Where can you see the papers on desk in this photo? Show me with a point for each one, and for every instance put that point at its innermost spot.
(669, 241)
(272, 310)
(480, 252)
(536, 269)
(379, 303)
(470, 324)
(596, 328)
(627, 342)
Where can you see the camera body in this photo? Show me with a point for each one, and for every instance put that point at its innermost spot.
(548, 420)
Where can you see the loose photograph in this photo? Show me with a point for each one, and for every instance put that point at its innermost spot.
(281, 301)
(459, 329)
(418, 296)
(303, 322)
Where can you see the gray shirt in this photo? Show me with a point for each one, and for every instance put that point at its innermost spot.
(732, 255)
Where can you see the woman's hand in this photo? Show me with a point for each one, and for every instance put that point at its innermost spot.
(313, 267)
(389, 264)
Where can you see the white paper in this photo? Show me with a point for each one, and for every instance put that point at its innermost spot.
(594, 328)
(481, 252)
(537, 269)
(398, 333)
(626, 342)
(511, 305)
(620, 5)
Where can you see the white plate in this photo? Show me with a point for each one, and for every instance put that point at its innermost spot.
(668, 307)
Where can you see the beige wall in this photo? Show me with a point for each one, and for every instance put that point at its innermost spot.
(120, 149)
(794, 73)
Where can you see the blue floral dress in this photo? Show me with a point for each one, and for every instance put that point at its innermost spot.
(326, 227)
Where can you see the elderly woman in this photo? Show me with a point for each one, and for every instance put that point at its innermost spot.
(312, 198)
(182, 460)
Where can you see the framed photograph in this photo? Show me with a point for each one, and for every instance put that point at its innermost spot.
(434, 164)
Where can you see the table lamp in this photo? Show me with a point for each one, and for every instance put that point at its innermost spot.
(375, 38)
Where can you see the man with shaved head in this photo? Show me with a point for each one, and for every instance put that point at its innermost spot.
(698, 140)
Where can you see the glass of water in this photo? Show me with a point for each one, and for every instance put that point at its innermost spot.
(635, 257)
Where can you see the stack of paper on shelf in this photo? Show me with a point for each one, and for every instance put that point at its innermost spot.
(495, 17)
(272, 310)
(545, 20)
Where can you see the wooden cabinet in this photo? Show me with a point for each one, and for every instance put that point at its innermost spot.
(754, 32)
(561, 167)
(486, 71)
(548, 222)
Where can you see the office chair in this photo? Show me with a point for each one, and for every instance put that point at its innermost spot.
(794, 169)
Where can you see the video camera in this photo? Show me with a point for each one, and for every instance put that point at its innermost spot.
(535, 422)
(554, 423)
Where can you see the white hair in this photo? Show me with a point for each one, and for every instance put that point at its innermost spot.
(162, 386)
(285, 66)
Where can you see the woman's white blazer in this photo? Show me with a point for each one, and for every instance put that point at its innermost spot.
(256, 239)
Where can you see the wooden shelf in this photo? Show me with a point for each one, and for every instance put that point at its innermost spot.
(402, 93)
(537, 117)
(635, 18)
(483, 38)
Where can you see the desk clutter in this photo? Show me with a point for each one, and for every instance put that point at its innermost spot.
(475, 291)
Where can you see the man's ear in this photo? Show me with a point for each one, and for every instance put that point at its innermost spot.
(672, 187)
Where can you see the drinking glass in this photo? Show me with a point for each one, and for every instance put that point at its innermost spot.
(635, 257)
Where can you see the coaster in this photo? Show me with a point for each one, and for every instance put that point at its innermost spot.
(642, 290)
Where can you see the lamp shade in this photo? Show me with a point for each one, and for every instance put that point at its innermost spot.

» **DIRECTION**: Rewrite the lines above as a numbered list, skipping any blank lines.

» **THE COMPLETED TASK**:
1. Where can you see the papers on desk in this photo? Show me with a point for each one, and for every instance put that point at its innermost spot.
2. (669, 241)
3. (272, 310)
4. (480, 252)
5. (536, 269)
6. (379, 303)
7. (470, 324)
8. (596, 328)
9. (627, 342)
10. Where can you see the camera body in this photo? Show me with a point for each one, and for every instance put that point at its innermost spot.
11. (548, 420)
12. Where can you see the loose photograph in this photo? Show me with a point for each one, and for every instance put that point at its innermost spot.
13. (281, 301)
14. (459, 329)
15. (418, 296)
16. (303, 322)
17. Where can you see the gray shirt in this photo? Show me with a point for each one, and for every instance put that point at its innermost spot.
18. (732, 255)
19. Where can you see the woman's hand in this photo? Show me with a point for each one, and for every instance put that point at its innermost spot.
20. (313, 267)
21. (389, 264)
22. Where can you see the white paper in this photo? Show me with a point for each one, and for every instance put that point at its innermost spot.
23. (594, 328)
24. (481, 252)
25. (537, 269)
26. (398, 333)
27. (626, 342)
28. (511, 305)
29. (620, 5)
30. Where can you see the white plate in this photo? Show me with a point for each one, and for every instance put that point at its innermost spot.
31. (668, 307)
32. Where can you see the beige wall in this photo? Show me with a point for each one, and for every instance put that point at its innermost spot.
33. (120, 149)
34. (794, 73)
35. Where can you see the blue floral dress in this photo? Show me with a point for each one, and for every instance put that point at its innermost spot.
36. (326, 227)
37. Where can you see the elderly woman in this photo? Show me with a point for each one, and for every instance put that point at its innermost spot.
38. (312, 198)
39. (182, 460)
40. Where can you see the framed photograph in this photo? Show me with a point for each one, and for every instance put that point at its innermost spot.
41. (434, 164)
42. Where can you see the table lamp in this photo? Show me with a point for each one, and for every instance put that point at its innermost spot.
43. (375, 38)
44. Where can you see the man with shaved head in this photo? Show me with a point for each one, and for every instance put that point at its innermost spot.
45. (698, 140)
46. Where can you see the glass of water in this photo? Show me with a point for each one, and for every instance put that point at its innermost spot.
47. (635, 257)
48. Where can you see the stack of paper on shelf in this photo? Show me with a point for each one, and for every instance put that point at its innermost spot.
49. (495, 17)
50. (272, 310)
51. (545, 20)
52. Where can you see the wooden cabinet in this photo? Show me with a point for each one, and for every instance put that point at its innermost spot.
53. (754, 32)
54. (561, 167)
55. (486, 71)
56. (548, 222)
57. Where can you see the office chair in this photo? Show me with a point for each one, and for every instance put that point at its innermost spot.
58. (794, 169)
59. Where can you see the video camera in this photo? Show me with a point for each one, and for every instance put that point at its innermost spot.
60. (535, 422)
61. (554, 423)
62. Where can you see the white hair in this photo? Show me with a point for each one, and for every instance put that point at its innermost spot.
63. (162, 386)
64. (285, 66)
65. Where can you see the woman's white blazer in this photo? Show me with a point for each one, and for every instance put that point at its innermost spot.
66. (256, 239)
67. Where can you see the wooden shelf in this photo? Show me with a point for each one, and for every instance put that point at its innermost spot.
68. (402, 93)
69. (537, 117)
70. (635, 18)
71. (483, 38)
72. Where can you see the desk clutter in this photo? Show me with a point for each one, and for every instance put that point at its innermost spot.
73. (475, 291)
74. Where can you see the man's ear in this photo? Show me with a point for each one, and for every instance put that point at its innermost spot.
75. (672, 187)
76. Where can you see the drinking glass in this photo? Show me with a point for each one, and for every instance put that point at its innermost spot.
77. (635, 257)
78. Where can you see the coaster in this photo? Show me with a point for each one, and for every instance put that point at its innermost spot.
79. (642, 290)
80. Where can you see the lamp shade in this photo? Show me with a point for each one, and for every instance put that point at its innermost spot.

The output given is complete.